#### [Passage]
It's a 9 hour bus ride from here to Patzcuaro (we can ride directly there). We will be able to check our emails in Michoacan regularly, but for blog posts and other internet uses (like phone calls) we need to go into town on our days off.
As I finish this post, I realize we're in for a long night. This afternoon, about 60 college students arrived from Guadalajara, filling the hostal to capacity. The main dorm area next door has become a very rowdy, very loud party, staged from the rooftop terrace. 80's music pounds through our windows and everyone is chanting loudly as their compatriates chug their drinks. That's the hostal experience for you, I guess. Julia's stuffed her ears with toilet paper. I imagine I'll do the same. Aaahh... sweet, sweet Mexico.
Lots of love,Philip
THEIR OWN BACON?!?!!?! Oh my goodness...
ReplyDeleteI didn't think about the fact that it's Spring Break - I hope you guys survive the mass amounts of idiots flooding the country. There's been all kinds of news warnings back here saying not to go to Mexico because several party-ers and tourists have been killed in drug shootings. From what I hear, this is just across the border though, and I'm not sure it's really stopping anyone :)

#### [Dataset entries]
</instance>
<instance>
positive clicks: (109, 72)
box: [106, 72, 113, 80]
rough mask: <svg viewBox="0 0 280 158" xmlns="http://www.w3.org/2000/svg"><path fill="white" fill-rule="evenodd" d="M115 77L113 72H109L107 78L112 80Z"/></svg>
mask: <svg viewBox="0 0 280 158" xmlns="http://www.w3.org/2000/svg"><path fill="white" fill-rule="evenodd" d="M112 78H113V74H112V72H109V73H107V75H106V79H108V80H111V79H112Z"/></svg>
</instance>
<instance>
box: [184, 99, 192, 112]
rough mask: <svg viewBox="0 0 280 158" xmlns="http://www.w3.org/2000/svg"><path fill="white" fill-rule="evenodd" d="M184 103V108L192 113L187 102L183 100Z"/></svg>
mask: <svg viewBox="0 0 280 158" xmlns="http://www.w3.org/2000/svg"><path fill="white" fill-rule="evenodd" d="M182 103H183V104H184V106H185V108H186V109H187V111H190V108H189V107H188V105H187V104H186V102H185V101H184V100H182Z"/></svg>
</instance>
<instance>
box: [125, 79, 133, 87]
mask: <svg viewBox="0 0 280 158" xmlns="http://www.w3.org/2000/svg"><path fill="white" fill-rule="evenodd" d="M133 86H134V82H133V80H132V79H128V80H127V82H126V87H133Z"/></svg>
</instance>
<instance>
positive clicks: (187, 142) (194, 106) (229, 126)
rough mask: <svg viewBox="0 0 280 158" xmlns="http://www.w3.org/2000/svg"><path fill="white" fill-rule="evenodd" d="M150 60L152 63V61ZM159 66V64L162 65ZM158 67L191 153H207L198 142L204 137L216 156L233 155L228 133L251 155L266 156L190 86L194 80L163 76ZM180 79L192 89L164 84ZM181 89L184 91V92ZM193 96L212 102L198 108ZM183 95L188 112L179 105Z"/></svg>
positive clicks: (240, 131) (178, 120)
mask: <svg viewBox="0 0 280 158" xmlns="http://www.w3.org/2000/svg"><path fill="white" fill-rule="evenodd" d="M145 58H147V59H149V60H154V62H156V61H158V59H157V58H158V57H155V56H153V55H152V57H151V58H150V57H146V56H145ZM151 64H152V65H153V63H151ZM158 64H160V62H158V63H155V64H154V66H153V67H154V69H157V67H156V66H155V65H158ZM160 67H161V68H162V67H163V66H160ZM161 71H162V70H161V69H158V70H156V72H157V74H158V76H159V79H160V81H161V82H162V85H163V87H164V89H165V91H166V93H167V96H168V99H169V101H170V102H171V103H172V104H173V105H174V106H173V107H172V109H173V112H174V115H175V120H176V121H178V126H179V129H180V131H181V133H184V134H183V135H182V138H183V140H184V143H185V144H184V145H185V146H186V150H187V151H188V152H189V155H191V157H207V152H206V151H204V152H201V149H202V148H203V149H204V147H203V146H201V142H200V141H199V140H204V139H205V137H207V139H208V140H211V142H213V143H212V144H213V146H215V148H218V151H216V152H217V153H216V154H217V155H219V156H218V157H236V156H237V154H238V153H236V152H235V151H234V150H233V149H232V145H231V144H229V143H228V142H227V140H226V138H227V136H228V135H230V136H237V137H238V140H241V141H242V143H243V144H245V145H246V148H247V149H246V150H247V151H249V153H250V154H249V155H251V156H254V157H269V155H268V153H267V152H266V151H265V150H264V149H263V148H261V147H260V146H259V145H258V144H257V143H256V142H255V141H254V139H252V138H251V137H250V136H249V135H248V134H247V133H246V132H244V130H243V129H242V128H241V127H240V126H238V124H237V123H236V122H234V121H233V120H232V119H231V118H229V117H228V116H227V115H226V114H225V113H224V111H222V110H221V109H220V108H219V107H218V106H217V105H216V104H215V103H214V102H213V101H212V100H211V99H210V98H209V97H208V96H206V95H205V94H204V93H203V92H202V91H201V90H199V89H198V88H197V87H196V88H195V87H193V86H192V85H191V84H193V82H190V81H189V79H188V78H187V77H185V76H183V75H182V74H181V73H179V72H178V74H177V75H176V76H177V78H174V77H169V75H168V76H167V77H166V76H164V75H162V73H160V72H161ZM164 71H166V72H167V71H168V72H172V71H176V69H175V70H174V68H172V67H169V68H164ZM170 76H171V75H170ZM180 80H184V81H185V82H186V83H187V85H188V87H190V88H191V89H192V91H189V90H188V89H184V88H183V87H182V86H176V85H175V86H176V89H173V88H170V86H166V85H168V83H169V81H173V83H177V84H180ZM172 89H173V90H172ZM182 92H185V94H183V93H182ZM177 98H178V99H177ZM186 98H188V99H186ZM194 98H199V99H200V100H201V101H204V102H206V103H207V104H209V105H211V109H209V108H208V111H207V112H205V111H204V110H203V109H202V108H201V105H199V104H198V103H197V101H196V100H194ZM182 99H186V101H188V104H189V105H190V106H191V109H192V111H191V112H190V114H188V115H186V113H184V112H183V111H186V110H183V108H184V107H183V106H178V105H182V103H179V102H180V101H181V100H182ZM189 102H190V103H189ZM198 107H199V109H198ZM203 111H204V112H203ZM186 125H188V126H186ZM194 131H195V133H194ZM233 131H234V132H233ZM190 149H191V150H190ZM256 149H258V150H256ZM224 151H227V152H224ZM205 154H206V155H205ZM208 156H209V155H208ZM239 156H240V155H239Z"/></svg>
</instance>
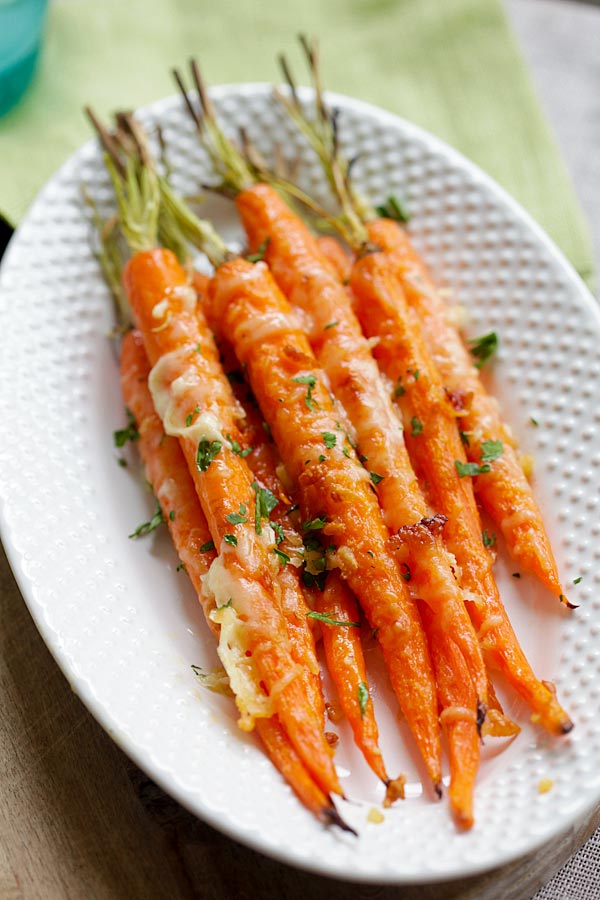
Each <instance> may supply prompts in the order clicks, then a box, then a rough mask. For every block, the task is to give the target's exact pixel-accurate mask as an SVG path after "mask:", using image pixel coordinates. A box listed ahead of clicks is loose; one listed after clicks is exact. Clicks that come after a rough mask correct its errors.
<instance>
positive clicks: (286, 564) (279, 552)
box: [273, 547, 291, 569]
mask: <svg viewBox="0 0 600 900" xmlns="http://www.w3.org/2000/svg"><path fill="white" fill-rule="evenodd" d="M273 553H275V555H276V556H278V557H279V559H280V561H281V565H282V566H283V568H284V569H285V567H286V566H287V564H288V563H289V561H290V560H291V556H288V555H287V553H284V552H283V550H280V549H279V547H273Z"/></svg>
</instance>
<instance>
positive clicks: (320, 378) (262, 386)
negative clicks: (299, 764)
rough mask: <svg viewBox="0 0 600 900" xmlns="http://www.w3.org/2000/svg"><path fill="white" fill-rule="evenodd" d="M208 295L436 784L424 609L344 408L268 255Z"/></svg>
mask: <svg viewBox="0 0 600 900" xmlns="http://www.w3.org/2000/svg"><path fill="white" fill-rule="evenodd" d="M210 297H211V300H212V303H213V312H214V317H215V319H216V321H218V322H219V326H220V330H221V332H223V333H226V334H227V335H228V337H229V338H230V339H231V341H232V343H233V345H234V348H235V352H236V355H237V356H238V358H239V359H240V361H241V362H242V363H244V364H245V365H246V367H247V372H248V378H249V381H250V384H251V386H252V389H253V391H254V394H255V395H256V397H257V399H258V402H259V404H260V407H261V409H262V411H263V414H264V415H265V418H266V420H267V422H268V423H269V426H270V428H271V431H272V434H273V437H274V438H275V441H276V443H277V446H278V448H279V452H280V453H281V457H282V459H283V461H284V463H285V465H286V468H287V471H288V473H289V475H290V477H291V479H292V481H293V482H294V483H295V484H296V485H297V486H298V492H299V497H300V502H301V508H302V511H303V515H304V516H305V517H306V521H305V522H304V529H305V531H306V530H312V529H314V530H320V531H321V533H322V534H323V535H324V536H326V538H327V539H329V540H331V542H332V543H333V544H334V545H335V547H336V548H337V557H338V560H339V563H338V564H339V566H340V568H341V572H342V575H343V576H344V578H345V579H346V580H347V582H348V584H349V585H350V587H351V588H352V590H353V591H354V593H355V594H356V596H357V597H358V599H359V602H360V603H361V606H362V608H363V610H364V611H365V614H366V615H367V618H368V620H369V622H370V624H371V627H373V628H377V629H378V631H377V637H378V640H379V643H380V644H381V646H382V649H383V653H384V657H385V658H386V661H387V664H388V669H389V671H390V677H391V680H392V684H393V686H394V689H395V691H396V694H397V696H398V699H399V701H400V704H401V706H402V708H403V711H404V714H405V716H406V719H407V721H408V723H409V725H410V727H411V730H412V732H413V735H414V737H415V740H416V741H417V744H418V746H419V748H420V750H421V754H422V756H423V758H424V760H425V764H426V766H427V770H428V772H429V775H430V777H431V778H432V780H433V782H434V784H438V783H439V773H440V762H439V759H440V757H439V753H440V747H439V733H438V728H437V724H436V722H435V703H436V699H435V685H434V683H433V678H432V672H431V667H430V662H429V657H428V653H427V648H426V646H425V640H424V635H423V632H422V629H421V625H420V621H419V616H418V612H417V610H416V608H415V606H414V603H413V602H412V601H411V600H410V598H409V597H408V595H407V592H406V589H405V585H404V582H403V581H402V578H401V577H400V570H399V568H398V566H397V564H396V563H395V560H394V559H393V557H392V556H391V555H390V553H389V551H388V549H387V546H386V542H387V531H386V529H385V526H384V524H383V522H382V520H381V516H380V513H379V509H378V506H377V502H376V498H375V496H374V494H373V493H372V490H371V489H370V481H369V476H368V474H367V473H366V471H365V470H364V469H363V468H362V466H361V465H360V463H359V462H358V460H357V458H356V456H355V455H354V453H353V451H352V448H351V447H350V446H349V445H348V444H347V442H346V441H345V439H344V432H343V430H342V429H341V428H340V421H339V416H340V412H339V407H337V406H336V405H334V402H333V401H332V399H331V397H330V395H329V393H328V391H327V390H326V389H325V387H324V381H323V379H324V375H323V373H322V372H320V371H319V369H318V366H317V363H316V360H315V358H314V356H313V354H312V352H311V350H310V346H309V344H308V341H307V339H306V337H305V335H304V334H303V332H302V331H301V330H300V328H299V325H298V323H297V320H296V319H295V317H294V316H293V315H292V313H291V310H290V307H289V304H288V303H287V301H286V299H285V297H284V296H283V295H282V294H281V292H280V291H279V289H278V288H277V286H276V284H275V282H274V281H273V278H272V276H271V275H270V273H269V271H268V269H267V268H266V266H265V265H264V264H263V263H257V264H256V265H252V264H251V263H247V262H245V261H243V260H236V261H231V262H228V263H226V264H224V265H223V266H221V267H220V268H219V269H218V270H217V272H216V273H215V276H214V278H213V280H212V282H211V286H210ZM325 433H327V434H335V435H336V443H335V445H333V444H332V446H331V448H330V449H328V448H326V447H325V446H324V443H323V441H324V438H323V435H324V434H325ZM324 450H327V452H326V453H325V452H324ZM415 672H418V673H419V676H418V677H417V678H415Z"/></svg>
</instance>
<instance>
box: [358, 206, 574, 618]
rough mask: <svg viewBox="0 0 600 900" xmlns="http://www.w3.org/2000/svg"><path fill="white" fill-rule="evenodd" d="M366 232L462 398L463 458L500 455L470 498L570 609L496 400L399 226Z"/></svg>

#### [Apply what you read]
**A.** State whether each statement agrees with the blog post, answering yes or no and quoting the deciding words: (i) the bus ride to Patzcuaro lasts nine hours; (ii) the students who filled the hostal came from Guadalajara; (iii) Julia stuffed her ears with cotton.
**B.** Repeat the portion of the blog post that begins at the words "It's a 9 hour" and stops after the words "Oh my goodness...".
**C.** According to the blog post, from what part of the hostal is the party in the main dorm area staged?
The rows above are drawn from a separate source and bear no relation to the blog post.

#### [Answers for the exercise]
**A.**
(i) Yes: "It's a 9 hour bus ride from here to Patzcuaro"
(ii) Yes: "about 60 college students arrived from Guadalajara"
(iii) No: "Julia's stuffed her ears with toilet paper."

**B.**
It's a 9 hour bus ride from here to Patzcuaro (we can ride directly there). We will be able to check our emails in Michoacan regularly, but for blog posts and other internet uses (like phone calls) we need to go into town on our days off.
As I finish this post, I realize we're in for a long night. This afternoon, about 60 college students arrived from Guadalajara, filling the hostal to capacity. The main dorm area next door has become a very rowdy, very loud party, staged from the rooftop terrace. 80's music pounds through our windows and everyone is chanting loudly as their compatriates chug their drinks. That's the hostal experience for you, I guess. Julia's stuffed her ears with toilet paper. I imagine I'll do the same. Aaahh... sweet, sweet Mexico.
Lots of love,Philip
THEIR OWN BACON?!?!!?! Oh my goodness...

**C.** The rooftop terrace.